### GIVEN ENTRIES

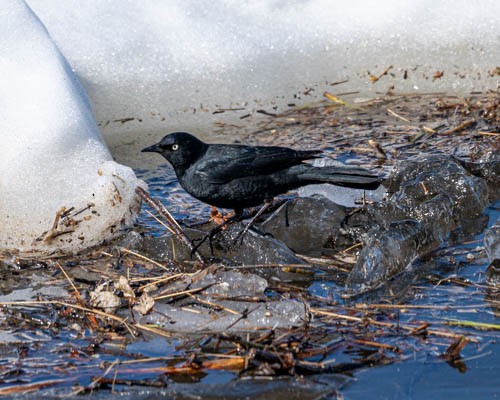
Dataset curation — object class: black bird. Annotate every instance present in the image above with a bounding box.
[142,132,381,215]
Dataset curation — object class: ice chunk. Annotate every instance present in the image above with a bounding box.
[346,155,488,294]
[0,0,139,254]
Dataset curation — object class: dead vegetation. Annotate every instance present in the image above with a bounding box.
[0,91,500,396]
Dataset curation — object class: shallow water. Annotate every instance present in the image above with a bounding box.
[0,94,500,399]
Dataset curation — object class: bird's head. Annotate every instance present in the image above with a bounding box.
[142,132,207,175]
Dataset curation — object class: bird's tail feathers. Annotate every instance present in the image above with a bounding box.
[300,165,382,190]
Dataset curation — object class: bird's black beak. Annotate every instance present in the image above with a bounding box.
[141,144,161,153]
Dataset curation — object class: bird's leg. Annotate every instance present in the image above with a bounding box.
[191,210,244,255]
[234,199,273,244]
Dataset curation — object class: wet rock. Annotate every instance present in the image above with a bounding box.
[346,156,489,294]
[483,220,500,262]
[135,269,308,333]
[259,196,349,256]
[485,258,500,287]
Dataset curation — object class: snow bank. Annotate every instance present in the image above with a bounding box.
[0,0,142,253]
[28,0,500,146]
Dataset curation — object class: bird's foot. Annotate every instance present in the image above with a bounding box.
[191,211,245,255]
[210,207,234,229]
[233,200,273,246]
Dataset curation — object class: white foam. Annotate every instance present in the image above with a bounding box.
[0,0,142,253]
[28,0,500,151]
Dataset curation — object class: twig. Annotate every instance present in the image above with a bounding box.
[135,187,205,264]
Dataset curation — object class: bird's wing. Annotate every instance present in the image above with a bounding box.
[197,145,321,184]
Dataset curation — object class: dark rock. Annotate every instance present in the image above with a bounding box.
[260,196,348,255]
[483,220,500,262]
[347,156,489,294]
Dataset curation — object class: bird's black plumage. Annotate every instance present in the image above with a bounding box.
[142,132,380,212]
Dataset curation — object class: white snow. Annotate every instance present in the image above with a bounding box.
[0,0,142,253]
[0,0,500,251]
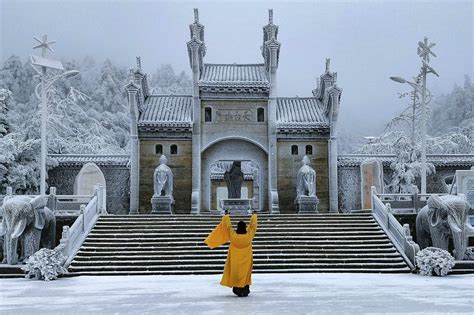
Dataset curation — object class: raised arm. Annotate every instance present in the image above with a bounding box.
[248,213,257,239]
[222,213,234,235]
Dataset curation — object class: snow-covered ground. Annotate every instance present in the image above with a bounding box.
[0,273,474,314]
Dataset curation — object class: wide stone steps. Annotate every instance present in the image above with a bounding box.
[76,252,400,261]
[79,246,398,256]
[69,213,410,275]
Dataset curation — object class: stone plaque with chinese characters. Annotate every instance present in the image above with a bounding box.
[360,159,383,209]
[217,108,255,124]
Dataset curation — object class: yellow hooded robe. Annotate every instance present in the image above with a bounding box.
[204,214,257,288]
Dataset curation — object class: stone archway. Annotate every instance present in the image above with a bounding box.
[73,162,107,212]
[209,160,263,210]
[201,139,268,212]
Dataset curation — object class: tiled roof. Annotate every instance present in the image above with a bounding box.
[277,97,329,128]
[138,95,193,127]
[337,154,474,167]
[48,154,130,166]
[199,64,269,87]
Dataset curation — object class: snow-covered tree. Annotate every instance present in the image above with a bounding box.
[430,75,474,141]
[150,64,193,94]
[0,89,12,138]
[387,136,436,193]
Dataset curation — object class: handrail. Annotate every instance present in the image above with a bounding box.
[371,186,420,270]
[376,192,445,213]
[56,185,105,268]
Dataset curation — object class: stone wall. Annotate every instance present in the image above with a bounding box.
[337,165,469,212]
[337,166,361,212]
[139,139,192,213]
[277,139,329,213]
[201,100,268,152]
[48,165,130,214]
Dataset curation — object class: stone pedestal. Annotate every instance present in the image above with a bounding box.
[360,159,383,209]
[219,198,253,214]
[295,196,319,213]
[151,196,174,214]
[456,169,474,210]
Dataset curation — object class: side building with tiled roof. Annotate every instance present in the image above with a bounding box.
[126,9,342,214]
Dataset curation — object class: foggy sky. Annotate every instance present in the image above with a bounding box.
[0,0,474,135]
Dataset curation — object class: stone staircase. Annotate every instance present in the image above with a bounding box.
[69,213,410,275]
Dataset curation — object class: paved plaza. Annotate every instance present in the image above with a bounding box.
[0,273,474,314]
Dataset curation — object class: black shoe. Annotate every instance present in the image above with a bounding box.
[243,285,250,296]
[232,287,242,296]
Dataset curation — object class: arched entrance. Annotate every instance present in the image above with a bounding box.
[201,139,268,212]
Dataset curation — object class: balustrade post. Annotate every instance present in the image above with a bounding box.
[413,189,421,213]
[96,184,105,214]
[370,186,377,211]
[49,187,57,212]
[79,204,86,232]
[59,225,71,256]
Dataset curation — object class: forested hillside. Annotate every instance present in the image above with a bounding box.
[0,56,192,193]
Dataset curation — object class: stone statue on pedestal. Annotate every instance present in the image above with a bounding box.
[295,155,319,212]
[296,155,316,197]
[151,155,174,214]
[224,161,244,198]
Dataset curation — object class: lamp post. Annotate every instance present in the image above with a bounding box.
[390,37,439,194]
[30,35,79,195]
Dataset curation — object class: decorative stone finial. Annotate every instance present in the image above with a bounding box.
[194,8,199,23]
[137,56,142,70]
[160,154,168,165]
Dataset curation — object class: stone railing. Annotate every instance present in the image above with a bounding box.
[56,185,104,267]
[376,193,446,213]
[372,187,420,270]
[0,185,105,216]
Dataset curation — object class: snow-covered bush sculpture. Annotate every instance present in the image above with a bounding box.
[21,248,67,281]
[415,247,454,277]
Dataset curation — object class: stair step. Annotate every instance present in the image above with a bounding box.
[92,224,381,234]
[74,256,403,267]
[83,239,393,250]
[69,212,410,275]
[69,267,411,276]
[69,262,406,272]
[75,251,400,260]
[77,247,398,256]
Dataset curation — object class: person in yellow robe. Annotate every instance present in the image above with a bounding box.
[204,212,257,296]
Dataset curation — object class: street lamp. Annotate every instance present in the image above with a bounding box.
[30,35,79,195]
[390,37,439,194]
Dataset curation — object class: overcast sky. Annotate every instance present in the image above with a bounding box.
[0,0,474,135]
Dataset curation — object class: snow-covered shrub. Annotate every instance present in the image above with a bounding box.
[21,248,67,281]
[415,247,454,277]
[463,247,474,260]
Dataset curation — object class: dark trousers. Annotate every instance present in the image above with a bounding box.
[232,285,250,296]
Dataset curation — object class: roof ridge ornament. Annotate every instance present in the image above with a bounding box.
[137,56,142,71]
[193,8,199,23]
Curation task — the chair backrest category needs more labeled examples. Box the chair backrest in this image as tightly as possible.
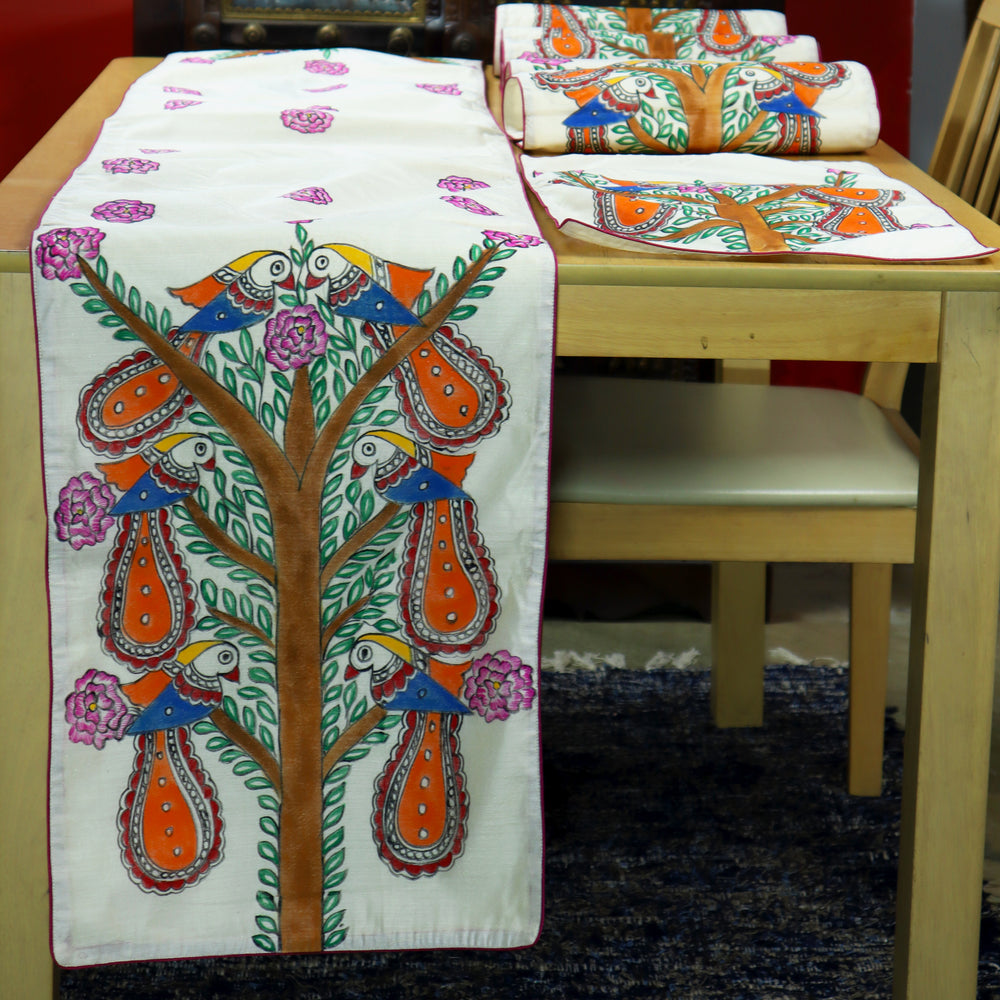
[928,0,1000,221]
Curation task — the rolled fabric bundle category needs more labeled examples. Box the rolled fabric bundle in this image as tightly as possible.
[503,60,880,155]
[500,28,820,80]
[493,3,788,73]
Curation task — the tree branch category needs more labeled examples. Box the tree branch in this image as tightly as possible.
[207,606,274,649]
[319,502,400,593]
[319,594,372,655]
[323,705,389,780]
[209,708,281,795]
[77,257,294,494]
[182,497,275,587]
[302,243,502,491]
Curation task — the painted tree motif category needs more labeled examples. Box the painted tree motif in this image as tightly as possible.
[36,224,539,951]
[554,170,905,253]
[532,60,848,154]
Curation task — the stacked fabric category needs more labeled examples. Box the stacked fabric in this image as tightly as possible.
[495,4,879,155]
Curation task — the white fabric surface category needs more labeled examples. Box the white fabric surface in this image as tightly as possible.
[503,59,880,155]
[33,50,554,966]
[521,153,995,261]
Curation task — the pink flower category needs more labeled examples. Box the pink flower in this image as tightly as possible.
[66,668,133,750]
[281,187,333,205]
[281,108,336,134]
[101,156,160,174]
[483,229,542,248]
[90,198,156,222]
[52,472,115,549]
[35,226,104,281]
[441,194,500,215]
[417,83,462,97]
[264,305,329,371]
[438,174,489,191]
[303,59,350,76]
[464,649,535,722]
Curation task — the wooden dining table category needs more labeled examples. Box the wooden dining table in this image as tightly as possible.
[0,58,1000,1000]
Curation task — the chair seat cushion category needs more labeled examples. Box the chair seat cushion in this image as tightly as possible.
[551,375,918,507]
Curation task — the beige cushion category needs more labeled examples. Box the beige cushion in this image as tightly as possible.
[552,375,918,507]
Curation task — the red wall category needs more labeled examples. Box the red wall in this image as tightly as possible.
[0,0,132,177]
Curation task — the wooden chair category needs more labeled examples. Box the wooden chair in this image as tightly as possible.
[549,0,1000,795]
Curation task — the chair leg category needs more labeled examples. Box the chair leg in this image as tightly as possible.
[847,563,892,795]
[711,562,767,728]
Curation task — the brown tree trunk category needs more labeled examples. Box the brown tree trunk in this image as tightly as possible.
[268,478,323,952]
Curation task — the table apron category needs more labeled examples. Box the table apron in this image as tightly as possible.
[556,285,941,362]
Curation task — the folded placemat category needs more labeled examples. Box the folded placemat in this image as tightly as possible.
[33,50,554,965]
[521,153,995,261]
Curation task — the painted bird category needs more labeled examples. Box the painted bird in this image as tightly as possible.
[306,243,509,451]
[563,74,656,129]
[118,641,239,894]
[351,431,500,655]
[98,434,215,671]
[344,633,469,879]
[77,250,295,457]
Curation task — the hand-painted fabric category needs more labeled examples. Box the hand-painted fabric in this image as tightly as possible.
[501,28,819,79]
[493,3,788,73]
[521,153,995,261]
[33,50,554,965]
[503,60,879,155]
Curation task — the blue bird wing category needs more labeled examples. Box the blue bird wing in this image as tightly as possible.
[757,93,822,118]
[563,96,632,128]
[382,673,469,715]
[129,684,214,734]
[383,465,468,504]
[111,472,187,517]
[334,282,420,326]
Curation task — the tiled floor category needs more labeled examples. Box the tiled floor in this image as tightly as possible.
[542,565,1000,872]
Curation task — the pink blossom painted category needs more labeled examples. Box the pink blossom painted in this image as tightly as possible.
[281,187,333,205]
[303,59,350,76]
[264,305,329,371]
[35,226,104,281]
[281,107,336,135]
[464,649,535,722]
[66,668,134,750]
[101,156,160,174]
[90,198,156,222]
[441,194,500,215]
[53,472,115,549]
[438,174,489,191]
[416,83,462,97]
[483,229,542,249]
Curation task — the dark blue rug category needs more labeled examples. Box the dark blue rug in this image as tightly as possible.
[61,666,1000,1000]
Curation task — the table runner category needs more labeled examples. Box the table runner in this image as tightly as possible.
[493,3,787,73]
[521,153,996,260]
[503,59,879,154]
[33,50,554,965]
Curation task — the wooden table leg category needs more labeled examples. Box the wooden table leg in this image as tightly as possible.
[0,273,53,1000]
[894,292,1000,1000]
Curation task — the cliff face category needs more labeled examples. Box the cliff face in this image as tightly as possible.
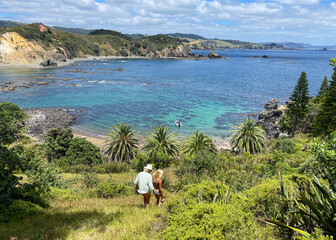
[0,32,49,64]
[0,24,192,66]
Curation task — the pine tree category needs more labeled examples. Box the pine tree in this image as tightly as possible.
[313,58,336,135]
[317,76,329,97]
[287,72,309,137]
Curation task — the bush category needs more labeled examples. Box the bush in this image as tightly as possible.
[94,182,133,198]
[82,172,99,188]
[63,138,103,165]
[273,137,295,154]
[96,161,130,173]
[0,200,43,222]
[160,203,274,239]
[44,128,73,161]
[244,179,283,219]
[131,152,151,172]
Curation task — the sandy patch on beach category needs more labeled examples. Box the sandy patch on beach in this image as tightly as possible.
[74,133,231,151]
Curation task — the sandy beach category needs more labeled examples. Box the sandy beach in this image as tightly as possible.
[74,132,231,151]
[0,56,178,69]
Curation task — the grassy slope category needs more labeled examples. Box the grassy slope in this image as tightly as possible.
[0,195,169,239]
[0,172,174,240]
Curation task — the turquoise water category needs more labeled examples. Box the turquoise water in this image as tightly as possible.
[0,50,336,138]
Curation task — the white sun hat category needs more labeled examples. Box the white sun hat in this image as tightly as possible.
[144,164,153,171]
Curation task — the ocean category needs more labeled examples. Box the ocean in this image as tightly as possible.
[0,50,336,138]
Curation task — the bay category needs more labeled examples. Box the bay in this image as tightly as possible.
[0,50,336,138]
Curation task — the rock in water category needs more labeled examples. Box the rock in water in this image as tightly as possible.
[208,50,222,58]
[264,99,279,109]
[40,59,57,67]
[23,108,77,141]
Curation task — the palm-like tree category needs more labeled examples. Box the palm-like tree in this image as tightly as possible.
[183,131,216,155]
[143,125,178,157]
[105,122,138,162]
[230,118,266,153]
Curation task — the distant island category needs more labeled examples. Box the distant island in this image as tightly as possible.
[0,20,333,67]
[0,23,194,66]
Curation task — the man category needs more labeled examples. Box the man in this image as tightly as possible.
[134,164,154,208]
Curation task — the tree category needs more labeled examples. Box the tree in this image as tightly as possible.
[230,118,266,153]
[44,128,73,161]
[287,72,309,137]
[183,131,216,155]
[317,76,329,98]
[143,125,178,158]
[105,122,138,162]
[0,102,25,205]
[0,102,25,145]
[313,58,336,136]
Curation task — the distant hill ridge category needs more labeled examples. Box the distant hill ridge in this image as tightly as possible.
[0,20,336,50]
[0,23,193,66]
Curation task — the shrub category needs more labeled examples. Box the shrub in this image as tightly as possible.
[94,182,133,198]
[273,137,295,154]
[44,128,73,161]
[82,172,99,188]
[64,138,103,165]
[96,161,130,173]
[131,152,151,172]
[0,200,43,222]
[160,203,274,239]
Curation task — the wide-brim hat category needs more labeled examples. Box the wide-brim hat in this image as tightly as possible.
[144,164,153,171]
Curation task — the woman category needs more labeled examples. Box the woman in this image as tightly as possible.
[153,169,166,207]
[134,164,154,208]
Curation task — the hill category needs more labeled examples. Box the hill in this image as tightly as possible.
[89,29,131,40]
[52,26,93,35]
[0,20,25,27]
[167,33,206,40]
[0,23,192,65]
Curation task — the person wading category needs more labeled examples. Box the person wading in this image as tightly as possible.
[134,164,154,208]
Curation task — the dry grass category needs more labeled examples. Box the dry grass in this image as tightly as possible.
[4,172,174,240]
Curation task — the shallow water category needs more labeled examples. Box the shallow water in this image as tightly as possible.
[0,50,336,138]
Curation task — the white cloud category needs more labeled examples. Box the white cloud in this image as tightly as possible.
[330,2,336,9]
[276,0,320,5]
[0,0,336,44]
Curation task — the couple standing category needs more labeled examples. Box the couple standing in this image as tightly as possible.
[134,164,166,208]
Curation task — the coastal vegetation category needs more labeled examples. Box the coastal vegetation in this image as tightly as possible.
[0,23,192,66]
[0,59,336,239]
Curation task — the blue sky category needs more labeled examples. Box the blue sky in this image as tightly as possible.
[0,0,336,46]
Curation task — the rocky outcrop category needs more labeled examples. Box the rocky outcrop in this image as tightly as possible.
[257,99,284,139]
[151,44,193,58]
[264,99,279,109]
[23,108,77,141]
[208,50,222,59]
[0,32,72,67]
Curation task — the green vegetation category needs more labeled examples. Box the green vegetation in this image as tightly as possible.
[0,59,336,240]
[287,72,309,137]
[44,128,73,162]
[105,122,138,162]
[0,23,188,58]
[314,58,336,136]
[316,76,329,98]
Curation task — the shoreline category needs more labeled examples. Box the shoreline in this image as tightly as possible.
[71,128,231,151]
[0,56,194,70]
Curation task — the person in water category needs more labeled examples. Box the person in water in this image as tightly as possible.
[134,164,154,208]
[153,169,166,206]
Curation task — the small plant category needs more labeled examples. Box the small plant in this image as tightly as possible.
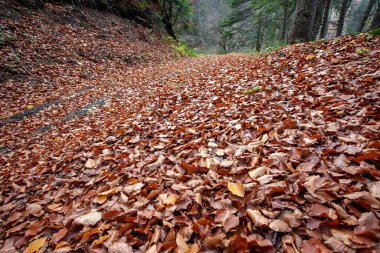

######

YOUR OBJECTIVE
Repeat the section of rows above that starts with the line containing "Curation task — the rolled" and ends with the line containing "[549,0,1000,795]", both of those lines included, keeping every line exactly as it appears.

OUTPUT
Curation task — the rolled fabric bundle category needs more labeled examples. Box the rolled fabric bundle in this image as tightly as possible.
[503,60,880,155]
[500,28,820,80]
[493,3,788,73]
Curation task — the tree branch category needs more labeled examples. Box the tree branch in this image as tightly as possible.
[207,606,274,649]
[319,502,400,593]
[319,594,372,655]
[323,705,389,780]
[209,708,281,795]
[77,257,294,494]
[182,497,275,587]
[302,243,502,491]
Curation task — the painted tree motif category needs more labeled examples. Box the painted tree motif in this image as tightly as possible.
[36,224,539,951]
[554,170,905,253]
[532,60,848,154]
Curation task — the stacked fabric category needs more labeled examples. Box the stacked fabric in this image as tightly as possible.
[495,4,879,155]
Curation task — the white fabric surface category needs more labeled examples. Box the white fabric surface in this image as tightly as possible.
[503,59,880,155]
[33,50,554,966]
[521,153,995,261]
Curation task — the pink flower category needs more labeled examples. Box the pink flower in this image as tightly as possible.
[66,668,133,750]
[281,187,333,205]
[281,108,336,134]
[101,156,160,174]
[483,229,542,248]
[90,198,156,222]
[52,472,115,549]
[35,226,104,281]
[441,194,500,215]
[417,83,462,97]
[264,305,329,371]
[438,174,489,191]
[303,59,350,76]
[464,649,535,722]
Curation task — the wooden dining table category needs more labeled examples. Box the wooden dining table in this image as tightly as possible.
[0,58,1000,1000]
Curation task — the chair seat cushion category needs more labeled examples. Box the chair seat cushion in this image as tightly as possible.
[551,375,918,507]
Curation task — the beige cushion category needs more labeled examples. Box the beige cushion in this image as tightly as possible.
[552,375,918,507]
Curation task — the red wall category needs more labeled examples. Box the red wall in this image as tightly as possible.
[0,0,132,177]
Curation task — the wooden chair category needs more labeled examples. Box the wooden chair in this image as tightly as possible.
[549,0,1000,795]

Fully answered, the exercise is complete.